[[ Excerpt provided, beginning ]]

By Jim Garamone
American Forces Press Service
WASHINGTON, June 23, 2011 – It’s 110 degrees in the shade, and Defense Secretary Robert M. Gates is answering questions from about 200 soldiers at a bleak U.S. installation near Kandahar, Afghanistan, in mid-June.
At the end of the session, he tells them he has one more thing to say: “I’ve come out here to thank you for the last time for your service and for your sacrifice. More than anybody except the president, I’m responsible for you being here. I’m the person that signed the deployment papers that got you here. And that weighs on me every day.”
It’s tough for the secretary to get through this statement. He steps away from the microphone, and there are tears in his eyes. The soldiers in the audience -- from the 4th Infantry Division’s 1st Brigade -- are moved, as well. Gates receives prolonged applause. As he hands out commemorative coins to the troops, they thank him for his service and all he has done for them.
“I’ve told friends that I would be more than happy if the only legacy I took away from this job is those kids out there in the field knew they had someone who was looking after them, all the time,” Gates said in a recent interview with American Forces Press Service during his last trip to visit deployed troops.

[[ Excerpt provided, end ]]

◆ **What is needed**
In the article on Defense Secretary Gates's visit near Kandahar, which unit were the soldiers in the audience from?

[[ Input data, beginning ]]

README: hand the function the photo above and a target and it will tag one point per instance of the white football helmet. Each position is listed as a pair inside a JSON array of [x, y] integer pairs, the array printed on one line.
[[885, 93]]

[[ Input data, end ]]

◆ **Response for this exercise**
The 4th Infantry Division's 1st Brigade.